- Jak będą przebiegały Wasze przygotowania do nowego sezonu?
Arkadiusz Chlebda: Dziś zaczęliśmy treningi. Nie jedziemy w tym roku na żaden obóz. W Wałbrzychu mamy doskonałe warunki do szlifowania formy. Będziemy korzystać z hali lekkoatletycznej na Nowym Mieście oraz hal sportowych w Wałbrzychu. W planach mamy też oczywiście udział w turniejach, a także kilka sparingów z zespołami z naszego regionu. Liga zaczyna się 25 września i do tego czasu będziemy chcieli przygotować odpowiednią formę.
- Wiadomo już, że odchodzą Buczyniak, Matczak i Grzywa. W ich miejsce przychodzą Kietliński i Nietsche. Jest pan zadowolony z tych zmian?
Arkadiusz Chlebda: Na pewno największą stratą dla naszego zespołu jest odejście Sławka Buczyniaka, który miał bardzo udany poprzedni sezon w naszych barwach. Nie ma jednak co narzekać. Na miejsce Buczyniaka znaleźliśmy Kietlińskiego. Będzie on grał na pozycji numer 1. To szybki rozgrywający, który ostatni sezon spędził w Sopocie, ale tam grał niewiele. U nas ma szansę pokazać, na co go naprawdę stać. Drugie wzmocnienie to Nietsche. Grał najczęściej na pozycji numer 2, ale może także grać jako jedynka. Ma już doświadczenie z parkietów I-ligowych. Jest bardzo dobrym obrońcą, a to w naszym systemie gry ważne. Teraz, kiedy zmienią się przepisy, zawodnicy szybcy i zwrotni jak Kietliński czy Nietsche będą mieli większą szansę do zaprezentowania pełni swoich umiejętności. Na miejsce Łukasza Grzywy też już mamy zawodnika, ale dopóki nie podpiszemy z nim kontraktu nie chciałbym zdradzać jego nazwiska. Ostatnie lata spędził w USA. Myślę, że też będzie dla nas sporym wzmocnieniem.
- Szukacie jeszcze jakichś innych wzmocnień?

» **Zapisane dane**:
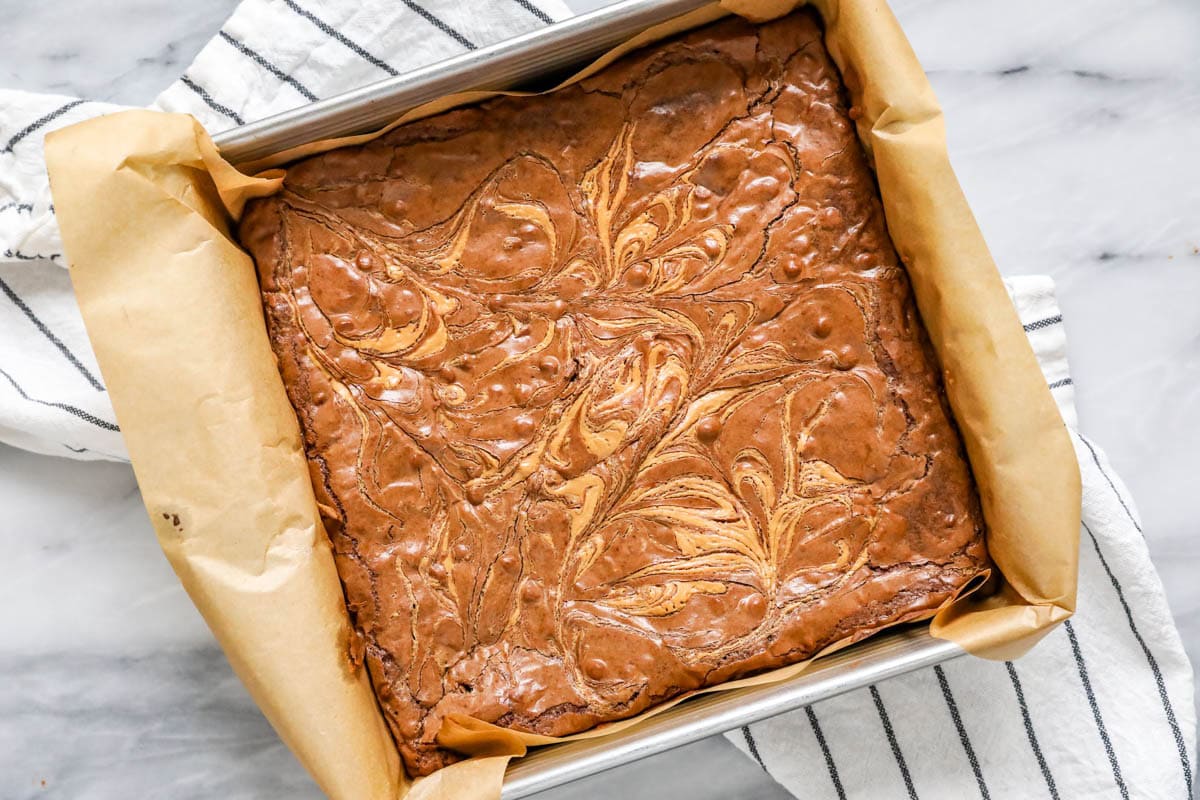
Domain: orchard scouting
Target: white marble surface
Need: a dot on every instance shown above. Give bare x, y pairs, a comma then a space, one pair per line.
1073, 127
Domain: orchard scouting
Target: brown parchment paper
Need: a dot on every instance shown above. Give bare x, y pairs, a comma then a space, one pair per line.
173, 310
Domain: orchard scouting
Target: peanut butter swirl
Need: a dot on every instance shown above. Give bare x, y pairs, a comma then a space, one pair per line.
613, 392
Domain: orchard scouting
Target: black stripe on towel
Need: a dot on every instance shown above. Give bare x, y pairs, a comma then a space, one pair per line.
825, 751
70, 409
441, 25
1029, 732
333, 32
753, 745
39, 122
1111, 485
1037, 325
1168, 709
1096, 709
25, 257
892, 740
963, 731
257, 58
211, 103
535, 11
48, 334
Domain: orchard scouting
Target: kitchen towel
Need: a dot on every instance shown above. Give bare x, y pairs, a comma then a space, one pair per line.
269, 56
1102, 708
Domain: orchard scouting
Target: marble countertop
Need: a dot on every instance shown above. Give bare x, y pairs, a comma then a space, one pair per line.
1072, 126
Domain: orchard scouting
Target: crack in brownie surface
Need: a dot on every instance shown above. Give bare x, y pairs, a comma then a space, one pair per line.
613, 392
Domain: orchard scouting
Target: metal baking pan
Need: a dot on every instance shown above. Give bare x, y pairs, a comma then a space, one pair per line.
507, 65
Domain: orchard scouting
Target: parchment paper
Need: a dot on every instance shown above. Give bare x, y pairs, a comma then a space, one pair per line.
173, 310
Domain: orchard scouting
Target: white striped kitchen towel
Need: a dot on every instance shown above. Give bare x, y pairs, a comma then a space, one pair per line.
269, 56
1102, 708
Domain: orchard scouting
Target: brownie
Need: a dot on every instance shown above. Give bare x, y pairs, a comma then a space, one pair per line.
613, 392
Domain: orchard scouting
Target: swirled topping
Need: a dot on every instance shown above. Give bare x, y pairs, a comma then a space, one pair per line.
613, 392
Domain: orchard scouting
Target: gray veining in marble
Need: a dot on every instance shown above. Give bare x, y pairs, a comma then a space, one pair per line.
1073, 130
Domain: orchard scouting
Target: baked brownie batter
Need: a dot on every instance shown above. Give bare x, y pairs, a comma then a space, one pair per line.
613, 392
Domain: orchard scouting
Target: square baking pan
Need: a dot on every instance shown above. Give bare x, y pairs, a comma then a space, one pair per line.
543, 54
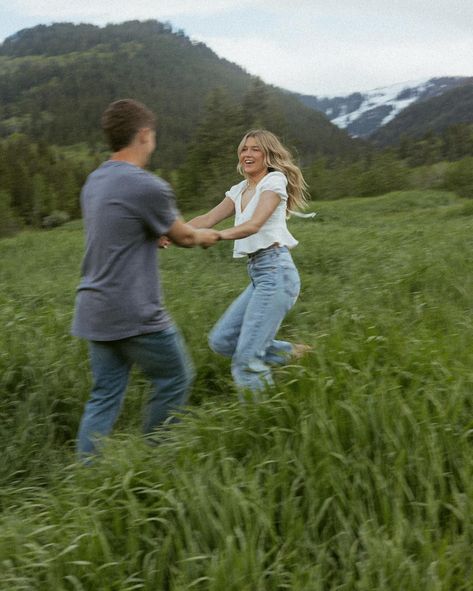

» **Zestaw zadań**:
1 – Na podstawie wywiadu odpowiedz krótko na pytania, oznaczając odpowiedzi tymi samymi literami:
(a) Którego dnia zaczyna się liga?
(b) W jakim mieście Kietliński spędził ostatni sezon?
(c) Gdzie ostatnie lata spędził zawodnik mający zastąpić Łukasza Grzywę?
2 – Rozwiń wywiad, pisząc jego dalszy ciąg od ostatniego zdania.
Wykaz pochodzi z innego źródła niż wywiad.

» **Odpowiedzi**:
1 –
(a) 25 września.
(b) W Sopocie.
(c) W USA.

2 –
Arkadiusz Chlebda: Jeśli dojdziemy ostatecznie do porozumienia z wysokim graczem, o którym mówiłem, dla mnie skład będzie zamknięty, bowiem pozostali zawodnicy z poprzedniego sezonu nadal chcą reprezentować biało-niebieskie barwy.
- Zatem, jaki cel stawi pan przed swoim zespołem?
Arkadiusz Chlebda: Ubiegły sezon był dla nas bardzo trudny. Udało nam się utrzymać w I lidze, co trzeba uznać za sukces. Teraz będziemy chcieli grać na tyle skutecznie, by oszczędzić kibicom niepotrzebnych nerwów. Naszym celem jest zajęcie po sezonie zasadniczym miejsca w pierwszej ósemce, co zagwarantuje nam spokojne utrzymanie. Zespoły z miejsce 9-16 walczą później o utrzymanie. Dlatego każdy mecz sezonu zasadniczego jest bardzo istotny dla końcowego układu tabeli. Jeśli chodzi o personalne cele, to chciałbym dać szansę rozwoju Damianowi Pielochowi, który ma spory potencjał. Myślę, że szansę gry dostaną też nasi najbardziej utalentowani młodzi zawodnicy.
- No właśnie. Górnik zawsze słynął z dobrej pracy z młodzieżą. Jak to wygląda teraz?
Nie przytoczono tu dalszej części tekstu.